** Stated goal A **
Reproduce word for word the stretch of the HTML5 parsing page from "2. Tokenization" through "Data (text content)".
** Stated goal B **
Write what follows the last sentence of the HTML5 parsing page, carrying it on from there.
## Start Document excerpt
Parser (html5rw.Html5rw.Parser)

How HTML5 Parsing Works

The HTML5 parsing algorithm is unusual compared to most parsers. It was reverse-engineered from browser behavior rather than designed from a formal grammar. This ensures the parser handles malformed HTML exactly like web browsers do.

The algorithm has three main phases:

1. Encoding Detection

Before parsing begins, the character encoding must be determined. The WHATWG specification defines a "sniffing" algorithm:

1. Check for a BOM (Byte Order Mark) at the start 2. Look for <meta charset="..."> in the first 1024 bytes 3. Use HTTP Content-Type header hint if available 4. Fall back to UTF-8

see https://html.spec.whatwg.org/multipage/parsing.html#determining-the-character-encoding
WHATWG: Determining the character encoding

2. Tokenization

The tokenizer converts the input stream into a sequence of tokens. It implements a state machine with over 80 states to handle:

Data (text content)
Tags (start tags, end tags, self-closing tags)
Comments
DOCTYPEs
Character references (&, <, <)
CDATA sections (in SVG/MathML)

The tokenizer has special handling for:

Raw text elements: <script>, <style> - no markup parsing inside
Escapable raw text elements: <textarea>, <title> - limited parsing
RCDATA: Content where only character references are parsed

see https://html.spec.whatwg.org/multipage/parsing.html#tokenization
WHATWG: Tokenization

3. Tree Construction

The tree builder receives tokens from the tokenizer and builds the DOM tree. It uses insertion modes - a state machine that determines how each token should be processed based on the current document context.
## End Document excerpt
## Start Records shown
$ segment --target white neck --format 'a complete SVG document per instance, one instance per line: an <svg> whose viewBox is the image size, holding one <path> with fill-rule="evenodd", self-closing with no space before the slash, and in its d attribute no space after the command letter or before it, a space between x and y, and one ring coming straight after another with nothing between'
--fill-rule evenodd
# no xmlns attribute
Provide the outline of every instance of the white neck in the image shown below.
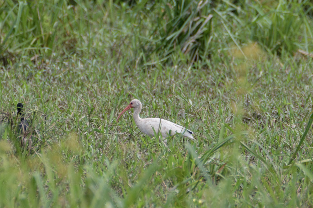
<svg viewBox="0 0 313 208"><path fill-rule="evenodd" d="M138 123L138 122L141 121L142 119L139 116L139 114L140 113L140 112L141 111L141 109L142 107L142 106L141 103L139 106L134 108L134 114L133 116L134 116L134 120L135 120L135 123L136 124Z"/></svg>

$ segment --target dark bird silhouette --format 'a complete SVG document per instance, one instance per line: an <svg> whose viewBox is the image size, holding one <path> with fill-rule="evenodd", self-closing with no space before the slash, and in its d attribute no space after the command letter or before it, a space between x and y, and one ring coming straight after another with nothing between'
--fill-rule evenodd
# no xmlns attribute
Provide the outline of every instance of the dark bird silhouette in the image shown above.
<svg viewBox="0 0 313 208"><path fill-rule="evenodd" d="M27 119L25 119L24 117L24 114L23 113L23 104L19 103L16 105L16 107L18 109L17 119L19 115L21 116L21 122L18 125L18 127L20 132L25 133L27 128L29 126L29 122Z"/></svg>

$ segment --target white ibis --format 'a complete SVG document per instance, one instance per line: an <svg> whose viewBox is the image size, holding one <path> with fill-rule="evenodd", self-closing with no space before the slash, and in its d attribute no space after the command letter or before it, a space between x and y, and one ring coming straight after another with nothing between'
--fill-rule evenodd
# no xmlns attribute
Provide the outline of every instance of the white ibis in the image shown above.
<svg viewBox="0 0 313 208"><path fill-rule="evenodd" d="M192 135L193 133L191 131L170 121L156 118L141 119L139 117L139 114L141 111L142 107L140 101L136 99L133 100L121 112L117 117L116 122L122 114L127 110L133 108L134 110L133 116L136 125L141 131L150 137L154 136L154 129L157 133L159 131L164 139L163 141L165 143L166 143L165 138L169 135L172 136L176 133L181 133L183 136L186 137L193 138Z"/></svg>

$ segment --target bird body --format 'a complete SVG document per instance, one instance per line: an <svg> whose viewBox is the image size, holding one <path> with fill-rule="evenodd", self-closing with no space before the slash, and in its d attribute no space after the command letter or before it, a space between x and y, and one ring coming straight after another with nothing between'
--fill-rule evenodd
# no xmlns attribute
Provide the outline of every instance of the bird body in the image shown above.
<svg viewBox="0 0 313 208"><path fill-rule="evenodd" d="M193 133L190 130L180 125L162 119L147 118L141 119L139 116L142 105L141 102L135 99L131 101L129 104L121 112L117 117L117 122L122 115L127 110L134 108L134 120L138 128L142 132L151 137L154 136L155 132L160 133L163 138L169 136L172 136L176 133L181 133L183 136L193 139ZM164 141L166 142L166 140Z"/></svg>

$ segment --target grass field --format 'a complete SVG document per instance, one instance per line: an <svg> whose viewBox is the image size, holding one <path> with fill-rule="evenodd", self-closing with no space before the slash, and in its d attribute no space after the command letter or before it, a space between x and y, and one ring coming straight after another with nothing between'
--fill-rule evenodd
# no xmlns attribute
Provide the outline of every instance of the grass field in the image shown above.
## End Records shown
** Task response A **
2. Tokenization

The tokenizer converts the input stream into a sequence of tokens. It implements a state machine with over 80 states to handle:

Data (text content)

** Task response B **
Insertion modes include:

initial: Before the DOCTYPE
before_html: Before the <html> element
before_head: Before the <head> element
in_head: Inside <head>
in_body: Inside <body> (the most complex mode)
in_table: Inside <table> (special handling)
in_template: Inside <template>
And many more...

The tree builder maintains:

Stack of open elements: Elements that have been opened but not closed
List of active formatting elements: For handling nested formatting
The template insertion mode stack: For <template> elements

see https://html.spec.whatwg.org/multipage/parsing.html#tree-construction
WHATWG: Tree construction

Error Recovery

A key feature of HTML5 parsing is that it never fails. The specification defines error recovery for every possible malformed input. For example:

Missing end tags are implicitly closed
Misnested tags are handled via the "adoption agency algorithm"
Invalid characters are replaced with U+FFFD
Unexpected elements are either ignored or moved to valid positions

This ensures every HTML document produces a valid DOM tree.

see https://html.spec.whatwg.org/multipage/parsing.html#parse-errors
WHATWG: Parse errors

The Adoption Agency Algorithm

One of the most complex parts of HTML5 parsing is handling misnested formatting elements. For example:

<p>Hello <b>world</p> <p>more</b> text</p>

Browsers don't just error out - they use the "adoption agency algorithm" to produce sensible results. This algorithm: 1. Identifies formatting elements that span across other elements 2. Reconstructs the tree to properly nest elements 3. Moves nodes between parents as needed

see https://html.spec.whatwg.org/multipage/parsing.html#adoption-agency-algorithm
WHATWG: The adoption agency algorithm

Sub-modules

module Dom = Dom

DOM types and manipulation.

module Tokenizer = Tokenizer

HTML5 tokenizer.

module Encoding = Encoding

Character encoding detection and conversion.

module Constants : sig ... end

HTML element constants and categories.

module Insertion_mode : sig ... end

Parser insertion modes.

module Tree_builder : sig ... end

Tree builder state.

Types

type parse_error

A parse error encountered during parsing.

HTML5 parsing never fails - it always produces a DOM tree. However, the WHATWG specification defines 92 specific error conditions that conformance checkers should report. These errors indicate malformed HTML that browsers will still render (with error recovery).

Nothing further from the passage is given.